— Begin Input for this task —

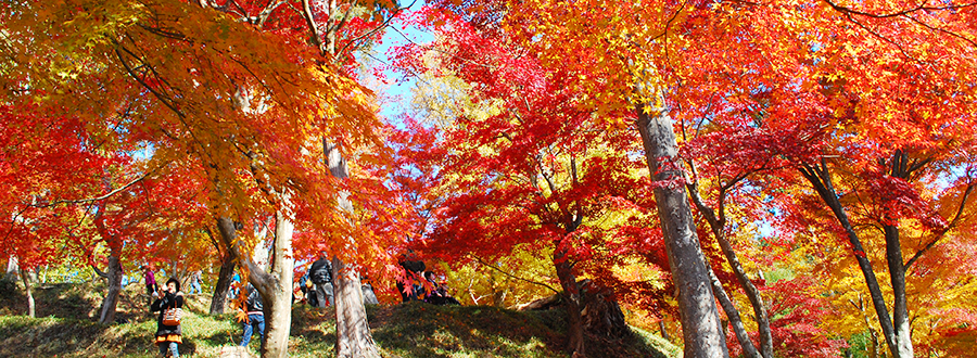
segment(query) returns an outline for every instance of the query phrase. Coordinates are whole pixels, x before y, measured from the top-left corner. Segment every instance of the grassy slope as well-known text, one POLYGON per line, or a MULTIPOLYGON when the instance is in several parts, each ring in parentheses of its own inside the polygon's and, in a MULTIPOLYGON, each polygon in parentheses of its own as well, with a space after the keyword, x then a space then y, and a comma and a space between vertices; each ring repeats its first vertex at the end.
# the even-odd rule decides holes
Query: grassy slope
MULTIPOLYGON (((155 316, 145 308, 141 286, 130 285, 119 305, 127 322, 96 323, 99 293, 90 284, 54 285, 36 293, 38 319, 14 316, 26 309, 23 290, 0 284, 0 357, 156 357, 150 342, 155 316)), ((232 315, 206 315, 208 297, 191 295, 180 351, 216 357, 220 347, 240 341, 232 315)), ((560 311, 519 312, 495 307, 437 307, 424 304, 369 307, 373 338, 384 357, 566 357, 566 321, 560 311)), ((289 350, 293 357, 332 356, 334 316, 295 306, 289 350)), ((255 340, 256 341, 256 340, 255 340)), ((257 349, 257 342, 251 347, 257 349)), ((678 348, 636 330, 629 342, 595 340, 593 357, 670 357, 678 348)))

— End Input for this task —
— Begin Input for this task —

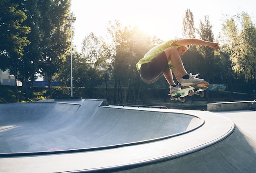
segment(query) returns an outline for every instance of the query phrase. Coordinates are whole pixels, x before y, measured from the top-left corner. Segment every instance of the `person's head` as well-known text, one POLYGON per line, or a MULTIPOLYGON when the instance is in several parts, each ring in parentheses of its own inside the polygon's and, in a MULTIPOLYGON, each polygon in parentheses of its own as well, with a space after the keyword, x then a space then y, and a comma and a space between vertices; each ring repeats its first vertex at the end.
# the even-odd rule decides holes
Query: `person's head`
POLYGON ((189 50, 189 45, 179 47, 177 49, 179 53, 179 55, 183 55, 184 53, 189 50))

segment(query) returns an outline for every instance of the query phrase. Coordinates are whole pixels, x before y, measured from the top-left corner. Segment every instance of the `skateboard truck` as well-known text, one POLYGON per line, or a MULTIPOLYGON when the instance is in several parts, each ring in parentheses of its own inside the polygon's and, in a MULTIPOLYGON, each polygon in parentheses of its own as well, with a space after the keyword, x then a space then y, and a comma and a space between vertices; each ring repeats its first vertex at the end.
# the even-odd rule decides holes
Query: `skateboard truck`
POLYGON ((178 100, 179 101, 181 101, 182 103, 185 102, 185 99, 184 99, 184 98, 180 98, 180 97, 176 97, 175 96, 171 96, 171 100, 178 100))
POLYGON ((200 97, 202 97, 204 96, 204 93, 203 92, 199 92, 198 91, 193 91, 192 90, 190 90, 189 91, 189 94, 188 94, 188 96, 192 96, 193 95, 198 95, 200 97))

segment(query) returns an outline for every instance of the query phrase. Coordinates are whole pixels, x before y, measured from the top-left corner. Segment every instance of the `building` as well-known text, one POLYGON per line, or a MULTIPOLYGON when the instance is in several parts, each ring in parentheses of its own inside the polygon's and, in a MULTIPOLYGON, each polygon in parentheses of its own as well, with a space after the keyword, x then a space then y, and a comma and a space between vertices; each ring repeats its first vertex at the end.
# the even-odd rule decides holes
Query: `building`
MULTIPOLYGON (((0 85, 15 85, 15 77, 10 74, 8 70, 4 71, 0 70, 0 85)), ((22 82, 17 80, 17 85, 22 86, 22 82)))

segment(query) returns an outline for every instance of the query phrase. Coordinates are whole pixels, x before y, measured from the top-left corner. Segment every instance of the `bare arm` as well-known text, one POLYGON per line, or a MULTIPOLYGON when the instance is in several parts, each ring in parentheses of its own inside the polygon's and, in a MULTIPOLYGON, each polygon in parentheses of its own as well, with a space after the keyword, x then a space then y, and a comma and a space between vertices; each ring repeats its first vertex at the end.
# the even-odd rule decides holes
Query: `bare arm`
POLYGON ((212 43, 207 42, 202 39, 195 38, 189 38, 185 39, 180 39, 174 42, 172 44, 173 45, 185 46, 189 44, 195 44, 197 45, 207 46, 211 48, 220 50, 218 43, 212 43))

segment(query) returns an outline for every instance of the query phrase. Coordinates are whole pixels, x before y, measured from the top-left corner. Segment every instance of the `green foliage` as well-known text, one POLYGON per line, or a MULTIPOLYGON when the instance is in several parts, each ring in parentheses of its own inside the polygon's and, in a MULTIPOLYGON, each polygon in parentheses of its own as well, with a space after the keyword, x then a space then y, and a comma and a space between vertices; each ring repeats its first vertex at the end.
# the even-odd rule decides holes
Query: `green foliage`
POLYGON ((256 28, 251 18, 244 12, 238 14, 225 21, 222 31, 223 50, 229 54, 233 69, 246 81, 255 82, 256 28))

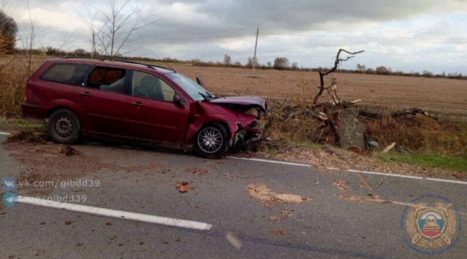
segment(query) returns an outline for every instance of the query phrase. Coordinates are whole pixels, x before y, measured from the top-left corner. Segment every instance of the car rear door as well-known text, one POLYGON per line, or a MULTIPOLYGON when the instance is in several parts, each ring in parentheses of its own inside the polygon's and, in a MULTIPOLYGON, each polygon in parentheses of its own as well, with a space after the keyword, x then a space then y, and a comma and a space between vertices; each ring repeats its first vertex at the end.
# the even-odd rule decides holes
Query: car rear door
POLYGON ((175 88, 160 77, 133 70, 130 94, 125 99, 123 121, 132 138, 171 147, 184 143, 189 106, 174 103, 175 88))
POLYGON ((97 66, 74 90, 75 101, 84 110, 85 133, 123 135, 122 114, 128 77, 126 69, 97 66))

— End Input for this task —

● Written request
Reproduce, verbatim, everything in the first block of entries above from the line containing "of the grassy" down to the line containing "MULTIPOLYGON (((155 316, 145", including both of those lines.

● Solution for this problem
segment(query) returns an outline for every instance of the query phrase. Coordinates are whole pixels, x before y, measured from the top-left corner. Segment every instance of the grassy slope as well-known text, one POLYGON per line, or a MULTIPOLYGON when the instance is in several parts, each ring in parentheses of its own inside the polygon's and, in a MULTIPOLYGON, each polygon in parentheses of its own as well, with a space after the keyword, x then a space then y, and a comma and a space between vertices; each ring repeats its first vertex at the end.
# the even-odd rule decides holes
Query: grassy slope
MULTIPOLYGON (((155 316, 145 308, 141 286, 130 285, 119 305, 127 322, 96 323, 99 293, 90 284, 54 285, 36 293, 38 319, 14 316, 26 309, 23 290, 0 284, 0 357, 156 357, 150 342, 155 316)), ((232 315, 206 315, 208 297, 191 295, 180 351, 216 357, 220 347, 240 341, 232 315)), ((560 311, 519 312, 495 307, 437 307, 424 304, 369 307, 373 338, 384 357, 566 357, 566 321, 560 311)), ((289 350, 293 357, 332 356, 334 316, 295 306, 289 350)), ((255 340, 256 341, 256 340, 255 340)), ((257 349, 257 342, 251 347, 257 349)), ((678 348, 636 330, 629 342, 595 340, 593 357, 670 357, 678 348)))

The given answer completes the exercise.